[Instructions for the task] Set down exactly the lines below, starting at the one that contains "point: splintered plank" and ending at the one that contains "point: sedan rear", with both of those lines included and nothing else.

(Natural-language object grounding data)
|---|

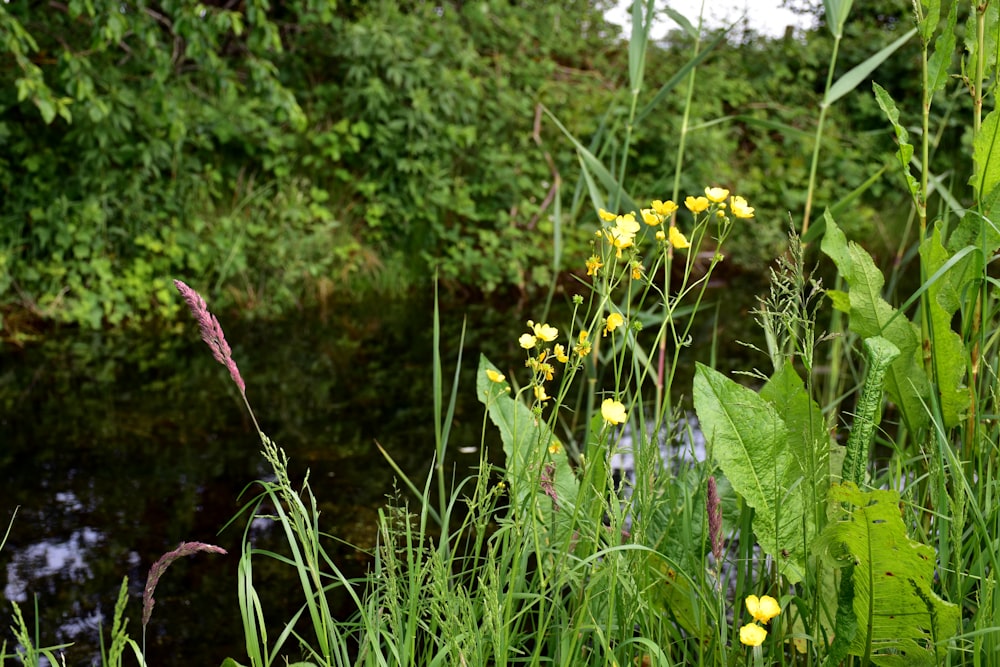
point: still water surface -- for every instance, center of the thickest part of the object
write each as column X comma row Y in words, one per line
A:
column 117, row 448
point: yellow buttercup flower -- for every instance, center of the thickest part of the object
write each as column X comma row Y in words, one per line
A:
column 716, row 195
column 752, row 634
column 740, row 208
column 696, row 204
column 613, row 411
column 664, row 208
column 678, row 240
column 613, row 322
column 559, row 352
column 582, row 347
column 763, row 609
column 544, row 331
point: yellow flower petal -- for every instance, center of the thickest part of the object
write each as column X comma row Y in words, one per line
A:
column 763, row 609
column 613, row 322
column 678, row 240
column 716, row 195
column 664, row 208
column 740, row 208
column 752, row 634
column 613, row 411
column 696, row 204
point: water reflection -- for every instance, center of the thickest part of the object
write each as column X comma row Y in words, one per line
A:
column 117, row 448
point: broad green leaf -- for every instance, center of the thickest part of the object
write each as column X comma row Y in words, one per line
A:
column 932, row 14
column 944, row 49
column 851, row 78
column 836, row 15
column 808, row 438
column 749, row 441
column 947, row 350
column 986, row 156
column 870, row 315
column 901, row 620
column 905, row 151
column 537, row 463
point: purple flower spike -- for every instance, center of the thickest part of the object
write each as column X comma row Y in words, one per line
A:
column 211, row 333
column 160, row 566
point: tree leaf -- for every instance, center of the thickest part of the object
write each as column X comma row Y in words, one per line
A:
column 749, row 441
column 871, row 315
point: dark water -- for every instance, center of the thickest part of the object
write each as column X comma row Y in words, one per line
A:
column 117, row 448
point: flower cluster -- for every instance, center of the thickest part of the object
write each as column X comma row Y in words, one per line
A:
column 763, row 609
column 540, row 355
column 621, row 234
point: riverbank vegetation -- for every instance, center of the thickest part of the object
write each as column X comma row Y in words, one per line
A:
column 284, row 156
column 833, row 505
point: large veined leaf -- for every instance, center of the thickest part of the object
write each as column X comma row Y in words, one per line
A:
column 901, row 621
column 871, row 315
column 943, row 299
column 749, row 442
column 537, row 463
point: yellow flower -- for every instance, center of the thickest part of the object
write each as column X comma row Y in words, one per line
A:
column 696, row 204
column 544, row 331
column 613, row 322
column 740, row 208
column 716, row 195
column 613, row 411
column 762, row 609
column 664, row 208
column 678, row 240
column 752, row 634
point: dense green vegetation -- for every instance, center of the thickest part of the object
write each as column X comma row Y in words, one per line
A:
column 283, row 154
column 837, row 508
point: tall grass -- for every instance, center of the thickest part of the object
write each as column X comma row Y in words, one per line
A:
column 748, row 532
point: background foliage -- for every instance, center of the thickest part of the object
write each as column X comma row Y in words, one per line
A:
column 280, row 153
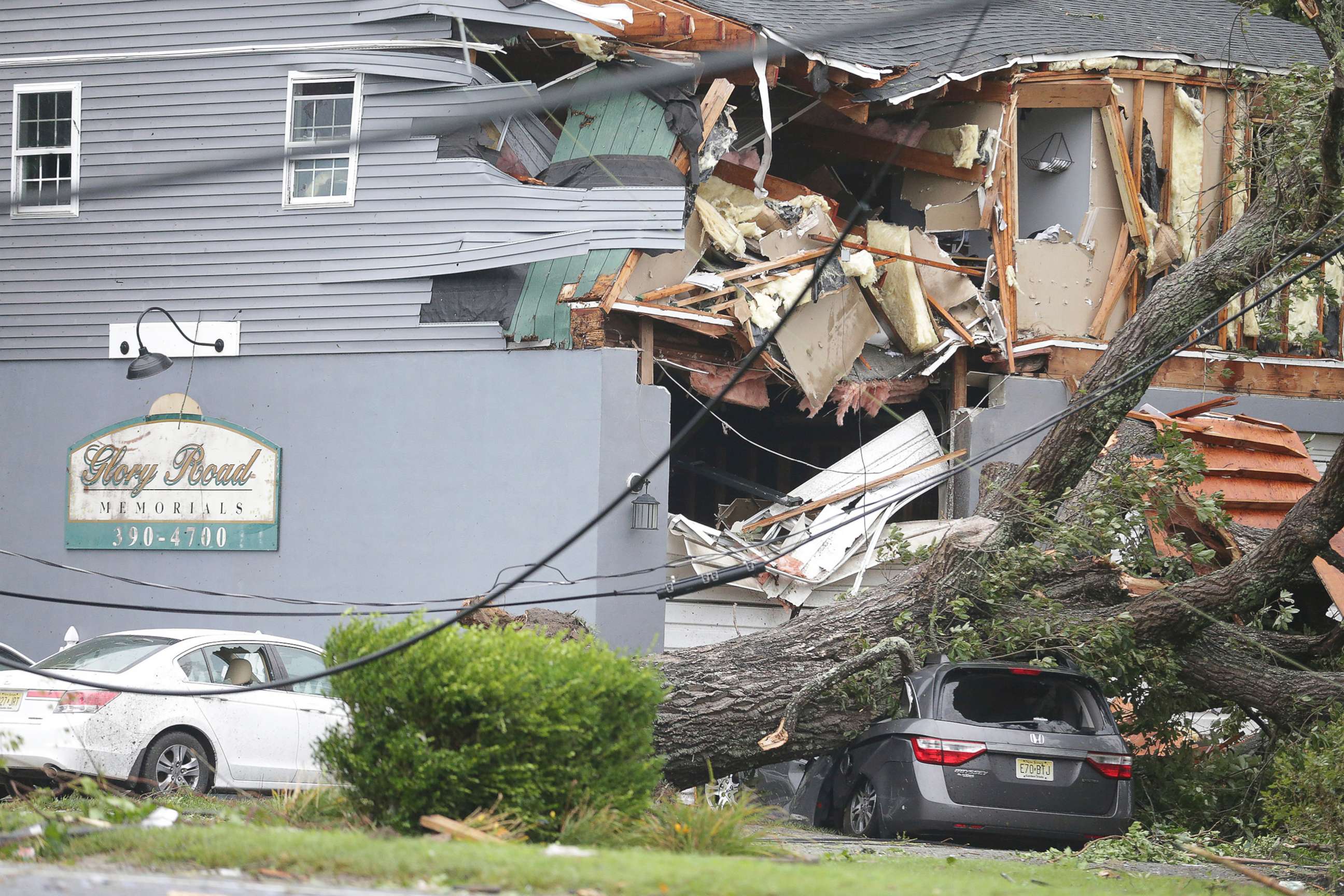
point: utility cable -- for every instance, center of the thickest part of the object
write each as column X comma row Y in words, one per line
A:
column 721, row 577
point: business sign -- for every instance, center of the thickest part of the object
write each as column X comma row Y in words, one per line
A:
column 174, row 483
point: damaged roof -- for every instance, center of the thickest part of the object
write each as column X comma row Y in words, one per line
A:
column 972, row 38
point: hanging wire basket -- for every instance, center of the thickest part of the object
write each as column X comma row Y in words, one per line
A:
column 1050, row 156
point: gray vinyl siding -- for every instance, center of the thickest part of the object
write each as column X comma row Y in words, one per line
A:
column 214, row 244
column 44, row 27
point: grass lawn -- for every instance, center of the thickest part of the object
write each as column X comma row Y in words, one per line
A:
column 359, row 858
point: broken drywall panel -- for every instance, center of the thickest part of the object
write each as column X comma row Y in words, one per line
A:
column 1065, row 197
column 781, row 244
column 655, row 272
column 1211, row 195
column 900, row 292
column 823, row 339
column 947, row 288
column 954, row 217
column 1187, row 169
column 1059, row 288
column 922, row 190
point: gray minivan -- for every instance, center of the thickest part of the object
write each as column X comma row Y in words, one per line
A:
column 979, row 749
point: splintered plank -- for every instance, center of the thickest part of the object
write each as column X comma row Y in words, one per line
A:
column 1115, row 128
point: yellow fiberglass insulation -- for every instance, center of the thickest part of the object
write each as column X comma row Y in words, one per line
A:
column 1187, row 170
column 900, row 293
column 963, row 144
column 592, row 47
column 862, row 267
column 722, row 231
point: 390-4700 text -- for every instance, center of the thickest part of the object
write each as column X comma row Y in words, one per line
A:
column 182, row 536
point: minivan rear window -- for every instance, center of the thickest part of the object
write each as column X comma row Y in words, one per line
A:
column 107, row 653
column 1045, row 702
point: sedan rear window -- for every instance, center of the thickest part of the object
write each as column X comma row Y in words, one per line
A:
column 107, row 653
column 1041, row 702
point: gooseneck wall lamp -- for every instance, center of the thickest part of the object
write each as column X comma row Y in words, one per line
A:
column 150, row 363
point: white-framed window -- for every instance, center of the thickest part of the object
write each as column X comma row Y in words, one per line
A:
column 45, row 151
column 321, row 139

|---|

[Result for this task]
point: splintered plank -- for every instance, center of the thickest part of the object
write each as column X comma row Y in words, one per line
A:
column 1115, row 128
point: yellow fiberglass insulation -- for every instance, center of the thickest part of the object
write each as column X comma row Y in words, one per line
A:
column 1187, row 170
column 900, row 293
column 963, row 144
column 592, row 47
column 862, row 267
column 722, row 231
point: 390-4700 text -- for every instance, center of the thickest part of the object
write each as column X comma row Y in words, one per line
A:
column 182, row 536
point: minivan rear window -- for every instance, center of the thickest part of the object
write each as column X comma row Y in words, one per line
A:
column 107, row 653
column 1045, row 702
point: sedan rear window -- for every instance, center of the thickest part of the object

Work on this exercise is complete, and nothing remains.